*Given passage*:
*** Block opens ***
Look more carefully at what you wrote...Lo/Alter never said that they found XMRV;When I asked Dr. Alter if he knew why he said because it wasn't there...They found pMLV's...yes,.they felt they could support the central theory of Lombardi (I don't know if they feel that now) but they did not find XMRV.

um, thanks Cort but I know exactly what I wrote... maybe you should read it again? :innocent1:

bang head on wall, but science isn't about the number of studies... early science is always difficult as we sort out what is important. could be, xmrv is not important, or could be, methods are important. since so few people have even tried to replicate methods, and even some of those that had a good try did not use the exact methods or the WPI-recommended reagents, we still don't know the answers!
 
I find the emphasis on numbers of negative studies as the basis for retraction to be disturbing. Never have the lines been blurred between science and politics so much. Doesn't it only take one correct study for something to be correct? And how many times does it need to be repeated that there hasn't been a single true replication done?

um, thanks Cort but I know exactly what I wrote... maybe you should read it again? :innocent1:

bang head on wall, but science isn't about the number of studies... early science is always difficult as we sort out what is important. could be, xmrv is not important, or could be, methods are important. since so few people have even tried to replicate methods, and even some of those that had a good try did not use the exact methods or the WPI-recommended reagents, we still don't know the answers!
 
I increasingly get the feeling that attempts are going on to bury the connection between MLVs and illness.
So from Corts post, Dr Alter said he could not find XMRV "only" PMLVs. Wouldn't PMLVs also be pathogenic? Didn't Alter and Lo clearly assume that they were when writing their paper? So this is not reassuring is it? So why the attitude that there is nothing more to investigate?
Even supposing that XMRV were a lab created retrovirus from only the 90s - which I think is far from proven - what is to stop other similar MLVs from being implicated in earlier outbreaks of this disease? Retroviruses recombine all the time. JM says that she finds many related MLVs in her patients.

There are so many possibilities to explore. Why these quick denials and then the urgency to move on to another hypothetical virus? One the scientists clearly would feel happier with.

Why this obsessive focus on XMRV. Other MLVs in patients are likely to be pathogens. They certainly are in mice!
So even if you disproved XMRV that is only the beginning of the questions needing answers.

These are really quick and dirty responses.
*** Block closes ***
*Explore the material*:
- a) Decide whether each statement below agrees with the XMRV discussion. Give yes or no for each, followed by the exact words from the discussion that settle it.
(i) Lo and Alter found pMLVs.
(ii) JM reports finding no related MLVs in her patients.
(iii) A true replication of the work has already been done.
- b) According to the XMRV discussion, what do retroviruses do all the time?
- c) Rewrite the part of the XMRV discussion from "Even supposing that" to "feel happier with.", replacing "possibilities" with "avenues".

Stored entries
*** Block opens ***
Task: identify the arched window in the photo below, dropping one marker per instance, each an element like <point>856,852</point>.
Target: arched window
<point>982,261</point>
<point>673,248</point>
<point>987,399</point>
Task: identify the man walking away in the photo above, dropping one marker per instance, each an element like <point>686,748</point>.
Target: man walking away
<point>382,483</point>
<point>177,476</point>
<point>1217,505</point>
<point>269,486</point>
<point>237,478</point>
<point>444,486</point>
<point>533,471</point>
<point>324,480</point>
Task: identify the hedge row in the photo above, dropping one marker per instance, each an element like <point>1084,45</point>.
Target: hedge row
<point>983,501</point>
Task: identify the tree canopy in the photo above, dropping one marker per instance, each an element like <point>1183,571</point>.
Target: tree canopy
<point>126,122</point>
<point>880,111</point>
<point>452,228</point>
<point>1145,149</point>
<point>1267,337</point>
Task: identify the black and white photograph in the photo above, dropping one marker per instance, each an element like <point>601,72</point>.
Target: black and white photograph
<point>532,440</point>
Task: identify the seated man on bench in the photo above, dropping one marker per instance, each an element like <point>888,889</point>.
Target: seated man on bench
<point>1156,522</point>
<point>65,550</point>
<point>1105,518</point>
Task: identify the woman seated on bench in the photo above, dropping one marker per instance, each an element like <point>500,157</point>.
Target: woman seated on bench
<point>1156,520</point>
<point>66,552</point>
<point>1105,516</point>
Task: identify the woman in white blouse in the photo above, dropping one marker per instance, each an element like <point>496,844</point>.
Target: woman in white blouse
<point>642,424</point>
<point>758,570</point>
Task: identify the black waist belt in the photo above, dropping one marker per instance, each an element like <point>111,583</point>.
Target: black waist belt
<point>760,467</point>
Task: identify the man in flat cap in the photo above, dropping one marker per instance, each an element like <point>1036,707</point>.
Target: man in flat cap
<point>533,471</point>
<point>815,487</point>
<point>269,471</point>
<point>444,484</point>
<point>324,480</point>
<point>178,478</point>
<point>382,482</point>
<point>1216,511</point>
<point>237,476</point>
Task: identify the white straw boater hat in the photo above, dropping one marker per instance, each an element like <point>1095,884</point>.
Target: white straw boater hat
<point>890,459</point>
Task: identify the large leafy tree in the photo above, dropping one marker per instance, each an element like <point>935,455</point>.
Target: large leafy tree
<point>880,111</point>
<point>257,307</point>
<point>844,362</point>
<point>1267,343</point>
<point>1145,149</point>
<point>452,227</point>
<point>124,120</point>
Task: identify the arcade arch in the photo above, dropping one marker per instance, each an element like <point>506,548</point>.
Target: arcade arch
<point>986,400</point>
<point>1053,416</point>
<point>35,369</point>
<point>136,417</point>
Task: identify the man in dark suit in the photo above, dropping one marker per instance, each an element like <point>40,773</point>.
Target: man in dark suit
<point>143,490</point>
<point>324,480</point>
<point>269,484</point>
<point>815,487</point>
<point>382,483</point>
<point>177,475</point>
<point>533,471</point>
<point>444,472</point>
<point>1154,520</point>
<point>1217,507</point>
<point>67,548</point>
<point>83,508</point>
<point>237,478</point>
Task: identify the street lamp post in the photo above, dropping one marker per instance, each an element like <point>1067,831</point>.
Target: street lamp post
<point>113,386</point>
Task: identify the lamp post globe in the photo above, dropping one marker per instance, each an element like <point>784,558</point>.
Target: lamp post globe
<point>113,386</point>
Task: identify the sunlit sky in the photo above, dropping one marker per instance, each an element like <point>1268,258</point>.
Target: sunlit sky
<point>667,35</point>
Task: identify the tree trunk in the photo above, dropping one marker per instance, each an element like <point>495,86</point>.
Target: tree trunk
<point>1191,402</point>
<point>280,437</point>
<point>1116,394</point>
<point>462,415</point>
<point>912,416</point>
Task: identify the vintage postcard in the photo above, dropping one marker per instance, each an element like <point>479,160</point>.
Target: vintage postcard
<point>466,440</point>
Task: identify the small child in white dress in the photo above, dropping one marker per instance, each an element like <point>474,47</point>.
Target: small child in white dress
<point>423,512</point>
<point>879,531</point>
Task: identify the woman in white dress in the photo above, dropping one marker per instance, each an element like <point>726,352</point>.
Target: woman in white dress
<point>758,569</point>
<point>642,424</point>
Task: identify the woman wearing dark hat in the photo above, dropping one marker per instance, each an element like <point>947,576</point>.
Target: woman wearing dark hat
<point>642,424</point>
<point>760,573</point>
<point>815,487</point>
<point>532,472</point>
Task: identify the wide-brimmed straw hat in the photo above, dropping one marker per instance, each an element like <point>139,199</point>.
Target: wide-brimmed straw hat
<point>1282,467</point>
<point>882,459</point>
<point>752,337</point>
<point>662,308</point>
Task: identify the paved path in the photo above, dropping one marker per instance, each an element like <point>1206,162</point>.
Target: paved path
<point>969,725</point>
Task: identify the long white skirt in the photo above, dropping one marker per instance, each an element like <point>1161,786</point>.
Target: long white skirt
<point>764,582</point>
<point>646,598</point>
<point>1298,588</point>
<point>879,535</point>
*** Block closes ***
*Your written answers*:
- a)
(i) Yes: "They found pMLV's"
(ii) No: "JM says that she finds many related MLVs in her patients."
(iii) No: "there hasn't been a single true replication done"

- b) They recombine all the time.

- c)
Even supposing that XMRV were a lab created retrovirus from only the 90s - which I think is far from proven - what is to stop other similar MLVs from being implicated in earlier outbreaks of this disease? Retroviruses recombine all the time. JM says that she finds many related MLVs in her patients.

There are so many avenues to explore. Why these quick denials and then the urgency to move on to another hypothetical virus? One the scientists clearly would feel happier with.